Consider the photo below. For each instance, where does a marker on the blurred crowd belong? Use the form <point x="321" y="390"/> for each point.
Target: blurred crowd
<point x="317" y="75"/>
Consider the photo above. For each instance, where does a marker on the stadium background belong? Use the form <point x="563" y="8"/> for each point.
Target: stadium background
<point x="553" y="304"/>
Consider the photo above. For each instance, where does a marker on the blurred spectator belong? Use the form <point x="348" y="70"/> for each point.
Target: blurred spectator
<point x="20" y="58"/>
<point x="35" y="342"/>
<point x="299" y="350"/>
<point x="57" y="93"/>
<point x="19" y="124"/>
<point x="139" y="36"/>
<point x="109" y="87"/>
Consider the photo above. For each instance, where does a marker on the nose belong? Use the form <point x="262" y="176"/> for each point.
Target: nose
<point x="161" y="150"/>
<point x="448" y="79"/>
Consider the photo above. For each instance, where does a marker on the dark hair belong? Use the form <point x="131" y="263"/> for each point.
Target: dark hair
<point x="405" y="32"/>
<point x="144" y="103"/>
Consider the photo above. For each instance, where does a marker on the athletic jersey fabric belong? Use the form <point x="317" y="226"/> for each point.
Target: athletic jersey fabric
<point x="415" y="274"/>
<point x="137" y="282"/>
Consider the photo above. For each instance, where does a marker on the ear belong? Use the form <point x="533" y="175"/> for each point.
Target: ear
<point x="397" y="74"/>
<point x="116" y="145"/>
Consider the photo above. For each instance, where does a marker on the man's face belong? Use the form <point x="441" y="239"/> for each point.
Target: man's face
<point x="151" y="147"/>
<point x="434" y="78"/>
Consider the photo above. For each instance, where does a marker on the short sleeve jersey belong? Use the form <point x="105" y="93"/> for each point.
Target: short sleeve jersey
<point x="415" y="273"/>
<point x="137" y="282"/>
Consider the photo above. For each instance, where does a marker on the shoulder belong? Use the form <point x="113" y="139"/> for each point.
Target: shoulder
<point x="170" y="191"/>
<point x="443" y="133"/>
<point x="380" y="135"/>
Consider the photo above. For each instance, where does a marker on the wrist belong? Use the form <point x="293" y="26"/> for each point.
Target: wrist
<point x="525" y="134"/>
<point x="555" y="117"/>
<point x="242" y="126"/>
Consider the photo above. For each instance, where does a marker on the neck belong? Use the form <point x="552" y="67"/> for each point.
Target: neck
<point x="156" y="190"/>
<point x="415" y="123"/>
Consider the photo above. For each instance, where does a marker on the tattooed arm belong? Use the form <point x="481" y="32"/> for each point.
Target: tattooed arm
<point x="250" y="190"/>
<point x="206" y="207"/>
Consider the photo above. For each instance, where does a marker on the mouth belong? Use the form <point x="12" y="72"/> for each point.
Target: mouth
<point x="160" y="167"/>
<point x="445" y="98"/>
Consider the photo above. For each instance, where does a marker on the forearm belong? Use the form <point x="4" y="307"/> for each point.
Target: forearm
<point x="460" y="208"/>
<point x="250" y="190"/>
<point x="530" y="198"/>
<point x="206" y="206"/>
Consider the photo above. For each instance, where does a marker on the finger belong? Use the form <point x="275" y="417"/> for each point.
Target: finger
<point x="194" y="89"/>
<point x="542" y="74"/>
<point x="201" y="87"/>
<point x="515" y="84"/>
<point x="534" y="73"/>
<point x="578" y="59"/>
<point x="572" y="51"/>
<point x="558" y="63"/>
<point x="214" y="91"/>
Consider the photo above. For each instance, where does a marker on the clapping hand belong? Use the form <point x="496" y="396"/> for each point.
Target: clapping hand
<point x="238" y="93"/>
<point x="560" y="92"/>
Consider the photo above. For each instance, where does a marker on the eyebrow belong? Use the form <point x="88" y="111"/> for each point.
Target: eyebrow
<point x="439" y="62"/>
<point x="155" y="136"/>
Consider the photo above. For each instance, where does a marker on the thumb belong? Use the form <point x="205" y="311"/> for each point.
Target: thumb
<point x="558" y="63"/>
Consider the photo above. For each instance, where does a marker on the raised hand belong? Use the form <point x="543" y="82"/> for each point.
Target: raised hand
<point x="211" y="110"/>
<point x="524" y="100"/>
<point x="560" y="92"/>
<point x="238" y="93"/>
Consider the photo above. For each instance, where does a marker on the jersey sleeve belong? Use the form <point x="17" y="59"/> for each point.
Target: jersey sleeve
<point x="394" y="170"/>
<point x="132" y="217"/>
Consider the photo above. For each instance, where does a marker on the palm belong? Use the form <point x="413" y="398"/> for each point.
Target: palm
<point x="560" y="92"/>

Your task
Repeat the data verbatim, line after line, leaving nothing out.

Result
Consider the photo below. For each instance, where does a marker on the blurred crowd belong? Use the form <point x="321" y="390"/> for each point.
Target: blurred crowd
<point x="317" y="75"/>
Consider the photo above. For each instance, where does a marker on the stadium background belong? Use the form <point x="563" y="8"/> for each point.
Target: stadium background
<point x="553" y="304"/>
Consider the photo above. For each instance, where does a marker on the blurred spectator belong? Use the form <point x="348" y="70"/> for each point.
Target: blurred spectator
<point x="20" y="58"/>
<point x="35" y="342"/>
<point x="299" y="350"/>
<point x="57" y="93"/>
<point x="19" y="124"/>
<point x="139" y="36"/>
<point x="109" y="87"/>
Consider the photo above. For each instance, where does a marker on the nose belong? Use the form <point x="262" y="176"/> for each point.
Target: nose
<point x="161" y="150"/>
<point x="448" y="79"/>
Consider the photo above. For each instance, where does a marker on the dark hair belong? Use the form <point x="131" y="263"/> for each point.
Target: dark hair
<point x="405" y="32"/>
<point x="144" y="103"/>
Consider the photo above. For each instance, where does a marker on the athletic jersey fabric belong? Use the form <point x="317" y="226"/> for each point.
Target: athletic jersey fabric
<point x="415" y="274"/>
<point x="137" y="282"/>
Consider the photo above. For each instance, where does a marker on the ear belong? Use the form <point x="533" y="175"/> for each point.
Target: ear
<point x="397" y="74"/>
<point x="116" y="145"/>
Consider the photo above. For each instance, where does a marker on the man's face belong? Use the form <point x="441" y="239"/> for each point.
Target: man's face
<point x="151" y="147"/>
<point x="434" y="78"/>
Consider the photo above. For each instance, where does a marker on the short sleeve jersey belong? Use the form <point x="105" y="93"/> for each point.
Target: short sleeve jersey
<point x="415" y="273"/>
<point x="137" y="282"/>
Consider the photo above. For each instance, where does a marker on the shoulder belong? Use the form <point x="113" y="139"/> for each point.
Target: shoulder
<point x="170" y="191"/>
<point x="443" y="133"/>
<point x="380" y="135"/>
Consider the photo above. For each instance, where does a marker on the wrist belong? Use the form <point x="293" y="26"/> for each point.
Target: wrist
<point x="525" y="134"/>
<point x="555" y="117"/>
<point x="242" y="126"/>
Consider the photo above. For each instance, where does a marker on the neck belong? Use the form <point x="552" y="67"/> for each point.
Target: neck
<point x="156" y="190"/>
<point x="415" y="123"/>
Consider the photo above. For each instance, where does a marker on the tattooed arm belong? Use the form <point x="481" y="32"/> for each point.
Target: tattooed arm
<point x="250" y="190"/>
<point x="206" y="207"/>
Consider the photo above. For each instance, where does a marker on the mouth belong? Use the form <point x="12" y="72"/> for each point.
Target: mouth
<point x="160" y="167"/>
<point x="445" y="98"/>
Consider the photo above. For each instance, where does a marker on the forearm belong? Use the form <point x="4" y="307"/> for each point.
Target: forearm
<point x="460" y="208"/>
<point x="250" y="190"/>
<point x="530" y="198"/>
<point x="206" y="206"/>
Consider the photo above. For each instance, where does a marker on the finger belong? Use the form <point x="275" y="417"/> for each point.
Target: finger
<point x="194" y="89"/>
<point x="542" y="74"/>
<point x="201" y="87"/>
<point x="515" y="84"/>
<point x="534" y="73"/>
<point x="578" y="59"/>
<point x="572" y="51"/>
<point x="558" y="63"/>
<point x="214" y="91"/>
Consider the photo above. For each instance, where does a marker on the clapping hand belong? Use the form <point x="496" y="396"/> for each point.
Target: clapping hand
<point x="238" y="93"/>
<point x="560" y="92"/>
Consider the photo above. For each instance, where does a marker on the eyebrow belong? Use the form <point x="88" y="111"/> for each point.
Target: eyebrow
<point x="439" y="62"/>
<point x="155" y="136"/>
Consider the photo above. For each instance, where does a marker on the thumb belong? Use the form <point x="205" y="311"/> for each point.
Target: thumb
<point x="558" y="63"/>
Consider the photo above. For each instance, where does a marker on the raised hand belong? Use the form <point x="543" y="82"/> for each point.
Target: raised hand
<point x="211" y="110"/>
<point x="524" y="100"/>
<point x="560" y="92"/>
<point x="238" y="93"/>
Consider the photo above. For each instance, where does a marker on the jersey sleeve belong? Use the form <point x="17" y="59"/> for each point.
Target: jersey sleeve
<point x="394" y="170"/>
<point x="132" y="217"/>
Consider the photo above. For each instance, where does a marker on the palm belong? Use the form <point x="413" y="398"/> for each point.
Target: palm
<point x="560" y="92"/>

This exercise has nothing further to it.